● Exercise inputs:
───

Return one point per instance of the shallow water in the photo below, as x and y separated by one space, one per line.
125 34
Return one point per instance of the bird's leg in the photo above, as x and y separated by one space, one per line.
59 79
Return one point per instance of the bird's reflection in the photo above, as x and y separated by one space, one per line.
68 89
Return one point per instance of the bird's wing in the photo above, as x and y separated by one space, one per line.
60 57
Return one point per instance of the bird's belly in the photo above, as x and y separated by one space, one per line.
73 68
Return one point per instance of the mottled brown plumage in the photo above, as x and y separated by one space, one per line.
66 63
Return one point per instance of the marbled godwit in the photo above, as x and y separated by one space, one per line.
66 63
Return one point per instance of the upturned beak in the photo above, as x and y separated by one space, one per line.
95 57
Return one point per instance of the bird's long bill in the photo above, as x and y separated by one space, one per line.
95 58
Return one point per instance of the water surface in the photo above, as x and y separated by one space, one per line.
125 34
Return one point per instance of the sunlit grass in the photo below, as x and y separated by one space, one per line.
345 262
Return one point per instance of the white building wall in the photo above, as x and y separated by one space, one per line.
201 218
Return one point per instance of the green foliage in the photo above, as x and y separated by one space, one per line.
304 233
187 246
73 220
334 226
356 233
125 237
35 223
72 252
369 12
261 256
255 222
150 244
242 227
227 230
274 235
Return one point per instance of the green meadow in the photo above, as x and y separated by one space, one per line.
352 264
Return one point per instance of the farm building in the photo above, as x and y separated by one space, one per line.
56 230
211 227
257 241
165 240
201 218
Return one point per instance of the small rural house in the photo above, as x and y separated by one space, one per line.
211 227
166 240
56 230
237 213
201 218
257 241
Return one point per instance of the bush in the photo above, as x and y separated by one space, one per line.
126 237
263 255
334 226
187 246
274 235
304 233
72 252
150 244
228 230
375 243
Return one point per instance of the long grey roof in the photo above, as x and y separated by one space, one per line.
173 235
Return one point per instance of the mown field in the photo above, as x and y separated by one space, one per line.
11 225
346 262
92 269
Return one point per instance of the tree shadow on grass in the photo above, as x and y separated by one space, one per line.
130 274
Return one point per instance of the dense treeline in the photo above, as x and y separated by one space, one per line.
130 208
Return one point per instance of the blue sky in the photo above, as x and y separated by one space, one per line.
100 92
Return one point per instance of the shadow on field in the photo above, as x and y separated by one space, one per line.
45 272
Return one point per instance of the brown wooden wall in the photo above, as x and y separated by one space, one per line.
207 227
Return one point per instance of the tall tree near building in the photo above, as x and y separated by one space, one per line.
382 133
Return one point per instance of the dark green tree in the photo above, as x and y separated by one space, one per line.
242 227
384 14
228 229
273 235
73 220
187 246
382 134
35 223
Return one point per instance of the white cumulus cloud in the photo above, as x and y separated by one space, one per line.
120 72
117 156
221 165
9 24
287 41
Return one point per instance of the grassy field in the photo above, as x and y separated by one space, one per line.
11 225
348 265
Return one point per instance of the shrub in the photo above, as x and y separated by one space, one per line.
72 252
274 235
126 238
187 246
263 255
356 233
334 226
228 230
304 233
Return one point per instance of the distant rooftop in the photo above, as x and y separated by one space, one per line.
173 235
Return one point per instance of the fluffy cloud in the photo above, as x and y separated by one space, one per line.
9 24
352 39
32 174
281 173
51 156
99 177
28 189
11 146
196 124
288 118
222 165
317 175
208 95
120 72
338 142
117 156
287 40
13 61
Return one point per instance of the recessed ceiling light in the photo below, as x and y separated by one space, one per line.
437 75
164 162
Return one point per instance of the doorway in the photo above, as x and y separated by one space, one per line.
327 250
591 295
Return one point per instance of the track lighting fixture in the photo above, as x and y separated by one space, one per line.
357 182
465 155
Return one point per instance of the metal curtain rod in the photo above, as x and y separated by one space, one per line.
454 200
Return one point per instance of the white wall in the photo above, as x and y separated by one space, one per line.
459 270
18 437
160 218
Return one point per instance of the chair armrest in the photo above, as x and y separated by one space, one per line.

───

● Task requirements: Reproduce the full listing word for word.

● Problem solution:
Return one point per instance of the shallow water in the photo below, as x and y separated by one space, one per line.
125 34
Return one point per instance of the bird's leg in the photo above, as x and y separated by one space, one per line.
59 79
Return one point per instance of the bird's reflection in the photo above, as x and y separated by one space, one per line.
68 89
Return one point per instance of the bird's wing in the photo above, as x and y separated by one space, one per line.
60 57
Return one point per instance of the bird's belly in the photo above, as x and y separated by one space, one per line.
73 68
Return one point per instance of the mottled brown plumage in the photo above, as x and y separated by one space, one per line.
66 63
Return one point per instance of the marbled godwit in the photo above, as x and y separated by one space, one per line.
66 63
Return one point per instance of the upturned beak in the photo above, as x and y separated by one space, one per line.
95 57
Return one point per instance of the bird's long bill in the photo above, as x and y separated by one space, one per line.
95 58
Return one point per instance of the water surface in the photo above, as x and y separated by one space, one per line.
125 34
Return one point per instance of the sunlit grass in the photo below, as x and y separated by one space, one per line.
345 262
Return one point per instance of the white building wall in the photo above, as x and y separated by one space, one per line.
201 218
Return one point per instance of the green foliage in the photo above, as x and y separated by one space, one per line.
304 233
187 246
73 220
334 226
356 233
125 237
35 223
72 252
369 12
261 256
255 222
150 244
242 227
227 230
274 235
Return one point per instance of the green meadow in the photo above, as x and y separated by one space, one per line.
352 264
Return one point per instance of the farm building in the photo above, as x and y separated by one space, one per line.
56 230
211 227
257 241
165 240
201 218
Return one point per instance of the small rural house in the photo above, as x and y separated by one space, one per line.
211 227
166 240
56 230
237 213
201 218
257 241
Return one point per instance of the bush in the photo above, as x and y separated by one space, one per line.
126 237
263 255
334 226
187 246
274 235
304 233
72 252
150 244
228 230
375 243
Return one point per instance of the long grey roof in the photo above, as x and y separated by one space, one per line.
173 235
Return one point per instance of the mown field in the photo above, as x and y separated by one space, one per line.
11 225
346 262
92 269
Return one point per instance of the tree shadow on grass in the photo above, as x and y separated by one space, one per line.
130 274
Return one point per instance of the dense treeline in the photo above, as x and y separated by one space, one per line.
130 208
Return one point per instance of the blue sky in the photo above, as x and y separated by one space, one per line.
100 92
Return one point per instance of the shadow on field in the photo above, as x and y separated by one space, one per line.
45 272
Return one point per instance of the brown wooden wall in the photo above, as x and y separated by one space, one per line.
207 227
Return one point per instance of the tall tree near building in the photo above, as x and y separated by one space, one per line.
382 133
Return one point per instance of the dark green tree in the photo above, as x and y separated by one space, one per line.
242 227
384 14
228 229
273 235
73 220
187 246
382 134
35 223
Return one point per instance of the white cumulus cloud in the photo above, as x and y separated by one space, one per line.
120 72
117 156
221 165
9 24
287 41
Return one point per instance of the grassy field in the photo above, as x and y separated by one space, one per line.
11 225
348 265
Return one point per instance of the shrub in the photo above, as x and y separated by one space, one per line.
72 252
274 235
126 238
187 246
263 255
356 233
334 226
228 230
304 233
Return one point per instance of the distant rooftop in the photo above, as x and y separated by one space, one per line.
173 235
Return one point per instance of the fluffy cloud in the photo above, as x and y separated by one space, one per line.
9 24
352 39
32 174
281 173
51 156
99 177
28 189
11 146
196 124
288 118
222 165
317 175
208 95
120 72
338 142
117 156
287 40
13 61
Return one point per instance of the recessed ceiling light in the photo below, as x and y separated by one space, one per line.
437 75
164 162
Return one point per instance of the doorway in the photo above, as x and y separated by one space, one per line.
327 250
591 295
Return one point per instance of the track lighting fixture in the photo above, as x and y separated by one space, one per line.
357 182
465 155
Return one point per instance of the metal curtain rod in the photo above, as x and y separated by one space, one per line.
454 200
Return one point per instance of the white wall in the photo above, as x and y separated by one space, one per line.
459 270
18 437
160 218
Return one point per instance of the chair armrest in the photo above, as x and y separated by one space, one per line.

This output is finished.